Gather each line containing the string "trophy" from these entries.

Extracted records
________________

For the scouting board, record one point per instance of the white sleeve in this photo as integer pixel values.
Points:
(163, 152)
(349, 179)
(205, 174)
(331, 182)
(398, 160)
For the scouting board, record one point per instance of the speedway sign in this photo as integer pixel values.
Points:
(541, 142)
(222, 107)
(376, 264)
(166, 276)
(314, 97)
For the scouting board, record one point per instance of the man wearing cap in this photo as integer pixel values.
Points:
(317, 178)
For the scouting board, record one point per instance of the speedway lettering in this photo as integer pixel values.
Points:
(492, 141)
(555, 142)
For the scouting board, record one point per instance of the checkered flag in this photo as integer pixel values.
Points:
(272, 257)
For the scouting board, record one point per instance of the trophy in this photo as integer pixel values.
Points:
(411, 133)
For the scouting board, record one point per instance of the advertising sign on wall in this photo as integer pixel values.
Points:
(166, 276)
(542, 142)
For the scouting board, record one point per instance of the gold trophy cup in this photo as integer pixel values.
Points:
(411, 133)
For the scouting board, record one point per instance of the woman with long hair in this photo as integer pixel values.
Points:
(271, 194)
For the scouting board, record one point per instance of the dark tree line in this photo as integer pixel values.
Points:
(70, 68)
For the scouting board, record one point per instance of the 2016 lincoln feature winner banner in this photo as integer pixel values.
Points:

________________

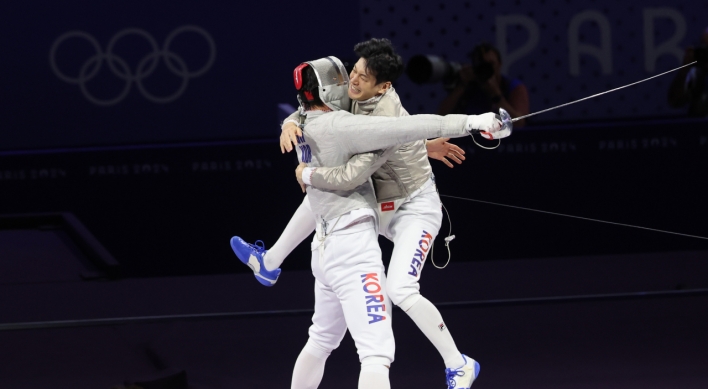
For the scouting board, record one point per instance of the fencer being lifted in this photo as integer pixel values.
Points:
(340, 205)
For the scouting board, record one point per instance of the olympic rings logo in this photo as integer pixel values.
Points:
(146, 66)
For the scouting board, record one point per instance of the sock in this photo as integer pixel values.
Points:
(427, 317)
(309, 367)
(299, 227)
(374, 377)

________________

Solution below:
For the scouting board, record one point per instance of the trophy in this photo as integer pixel values.
For the scouting board, record one point per instance of the gold trophy cup in this photo as integer pixel values.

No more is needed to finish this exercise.